═══ QUOTED TEXT

/experiment-debezium-engine

An experiment with Debezium Engine

Primary LanguageJava

experiment-debezium-engine

An experiment with embedding Debezium Engine (the library) directly in an app.

Alternate ways to run Debezium include Debezium Server, Kafka Connect, Pulsar IO, Flink, and more.

A Hands-on Example

Start Postgres

docker-compose up

Build the project

./gradlew build

Run a simple example using the configuration from the example-simple-table-cdc.properties file

java -jar build/libs/experiment-debezium-engine-1.0-SNAPSHOT.jar example-simple-table-cdc.properties

Exec into Postgres

docker-compose exec db psql experiment experiment

Insert some data into the database

-- in db container

INSERT INTO schema1.users (full_name) VALUES ('kate smith');

The Debezium process will print something similar to the following

[
    EmbeddedEngineChangeEvent [
        key=null, 
        value=
            SourceRecord{
                sourcePartition={server=experiment}, 
                sourceOffset={transaction_id=null, lsn_proc=23594904, lsn_commit=23584544, lsn=23594904, txId=570, ts_usec=1652366692822782}
            }
            ConnectRecord{
                topic='experiment.schema1.users', 
                kafkaPartition=null, 
                key=Struct{id=3},
                keySchema=Schema{experiment.schema1.users.Key:STRUCT},
                value=Struct{
                    after=Struct{
                        id=3,
                        full_name=kate smith
                    },
                    source=Struct{
                        version=1.9.2.Final,
                        connector=postgresql,
                        name=experiment,
                        ts_ms=1652366692822,
                        db=experiment,
                        sequence=["23584544","23594904"],
                        schema=schema1,
                        table=users,
                        txId=570,
                        lsn=23594904
                    },
                    op=c,
                    ts_ms=1652366694164
                },
                valueSchema=Schema{experiment.schema1.users.Envelope:STRUCT}, 
                timestamp=null,
                headers=ConnectHeaders(headers=)
            },
        sourceRecord=
            SourceRecord{
                sourcePartition={server=experiment},
                sourceOffset={transaction_id=null, lsn_proc=23594904, lsn_commit=23584544, lsn=23594904, txId=570, ts_usec=1652366692822782}
            } 
            ConnectRecord{
                topic='experiment.schema1.users', 
                kafkaPartition=null,
                key=Struct{id=3}, 
                keySchema=Schema{experiment.schema1.users.Key:STRUCT}, 
                value=Struct{
                    after=Struct{
                        id=3,
                        full_name=kate smith
                    },
                    source=Struct{
                        version=1.9.2.Final,
                        connector=postgresql,
                        name=experiment,
                        ts_ms=1652366692822,
                        db=experiment,
                        sequence=["23584544","23594904"],
                        schema=schema1,
                        table=users,
                        txId=570,
                        lsn=23594904
                    },
                    op=c,
                    ts_ms=1652366694164
                }, 
                valueSchema=Schema{experiment.schema1.users.Envelope:STRUCT},
                timestamp=null, 
                headers=ConnectHeaders(headers=)

══════
═══ ITEMS

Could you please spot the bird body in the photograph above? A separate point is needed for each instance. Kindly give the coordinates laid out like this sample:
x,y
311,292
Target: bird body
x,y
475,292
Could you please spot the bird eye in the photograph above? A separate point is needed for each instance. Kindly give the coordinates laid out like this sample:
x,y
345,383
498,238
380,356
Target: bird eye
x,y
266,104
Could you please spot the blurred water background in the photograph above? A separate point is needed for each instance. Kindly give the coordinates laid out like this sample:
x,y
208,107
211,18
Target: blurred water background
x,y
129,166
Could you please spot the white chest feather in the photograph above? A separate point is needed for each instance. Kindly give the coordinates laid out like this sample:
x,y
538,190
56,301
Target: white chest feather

══════
═══ ITEMS

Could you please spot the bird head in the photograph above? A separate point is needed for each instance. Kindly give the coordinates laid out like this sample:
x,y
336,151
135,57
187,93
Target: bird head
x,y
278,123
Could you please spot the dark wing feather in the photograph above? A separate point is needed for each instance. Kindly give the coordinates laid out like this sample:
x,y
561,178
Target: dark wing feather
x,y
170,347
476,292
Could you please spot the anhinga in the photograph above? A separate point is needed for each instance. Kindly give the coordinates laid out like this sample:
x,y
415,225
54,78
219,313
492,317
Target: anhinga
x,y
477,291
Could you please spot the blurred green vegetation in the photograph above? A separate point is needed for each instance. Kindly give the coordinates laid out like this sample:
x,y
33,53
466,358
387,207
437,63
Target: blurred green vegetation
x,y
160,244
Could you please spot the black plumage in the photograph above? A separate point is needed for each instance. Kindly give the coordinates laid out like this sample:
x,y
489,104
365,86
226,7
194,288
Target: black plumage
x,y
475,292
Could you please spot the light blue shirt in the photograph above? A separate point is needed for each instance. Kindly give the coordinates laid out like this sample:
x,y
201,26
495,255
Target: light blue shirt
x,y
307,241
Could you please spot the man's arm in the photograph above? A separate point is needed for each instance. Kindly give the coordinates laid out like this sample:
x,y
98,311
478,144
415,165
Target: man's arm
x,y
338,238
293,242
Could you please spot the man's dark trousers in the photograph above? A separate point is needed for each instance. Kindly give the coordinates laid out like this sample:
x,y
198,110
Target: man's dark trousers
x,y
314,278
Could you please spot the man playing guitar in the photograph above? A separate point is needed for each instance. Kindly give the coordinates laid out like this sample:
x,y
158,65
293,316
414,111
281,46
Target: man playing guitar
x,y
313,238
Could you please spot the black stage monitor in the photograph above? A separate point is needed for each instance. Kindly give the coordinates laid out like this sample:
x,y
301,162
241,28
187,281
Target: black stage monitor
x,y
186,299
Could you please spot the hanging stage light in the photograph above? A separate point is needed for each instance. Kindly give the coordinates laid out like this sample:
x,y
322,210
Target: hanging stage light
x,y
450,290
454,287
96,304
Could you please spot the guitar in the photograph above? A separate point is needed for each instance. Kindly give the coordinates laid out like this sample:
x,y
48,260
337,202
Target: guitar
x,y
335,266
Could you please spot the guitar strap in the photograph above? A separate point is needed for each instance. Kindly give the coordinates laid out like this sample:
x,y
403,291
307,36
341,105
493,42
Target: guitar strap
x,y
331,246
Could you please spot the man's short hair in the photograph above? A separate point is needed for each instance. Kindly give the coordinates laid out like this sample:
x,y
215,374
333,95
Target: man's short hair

══════

§ TASKS TO COMPLETE:
**1.** Write out the Debezium Engine text from "An experiment with embedding" up to and including "Flink, and more.".
**2.** Continue the Debezium Engine text with its next part, starting after the last line shown.

§ ANSWERS FOR THE EXERCISE:
**1.**
An experiment with embedding Debezium Engine (the library) directly in an app.

Alternate ways to run Debezium include Debezium Server, Kafka Connect, Pulsar IO, Flink, and more.

**2.**
            }
    ]
]

The Debezium process should have created a replication slot on Postgres

-- in db container

SELECT * from pg_replication_slots;

--             slot_name             |  plugin  | slot_type | datoid |  database  | temporary | active | active_pid | xmin | catalog_xmin | restart_lsn | confirmed_flush_lsn 
-- ----------------------------------+----------+-----------+--------+------------+-----------+--------+------------+------+--------------+-------------+---------------------
--  experimentdebeziumenginetablecdc | pgoutput | logical   |  16384 | experiment | f         | t      |        103 |      |          570 | 0/16806F8   | 0/16806F8
-- (1 row)

Data Backfills & Snapshots

What if we also want to deliver pre-existing data for backfills?

No problem, we can trigger ad-hoc delivery of backfill snapshot data ad-hoc.

-- In db container
INSERT INTO schema1.debezium_signal (id, type, data) 
VALUES('ad-hoc-1', 'execute-snapshot', '{"data-collections": ["schema1.users", "schema2.users"],"type":"incremental"}');

Now you should see the preexisting rows print out.

Alternatively, backfill snapshots can be configured to be delivered in different scenarios

Transformations (SMT's)

For plugging in simple transformations, Debezium Engine supports Single Message Transformations (SMT) and provides several out of the box.

Transformation Example: Logical Table Router SMT

For example, the Logical Table Router might be useful for merging multiple physical shards into a single logical table.

e.g. merging db1.schema1.users and db1.schema2.users tables into a single all_dbs.all_shards.users logical table.

Restart the Debezium process using the configuration in the example-transform-merge-shards-into-logical-table.properties, file which enables the io.debezium.transforms.ByLogicalTableRouter transformation.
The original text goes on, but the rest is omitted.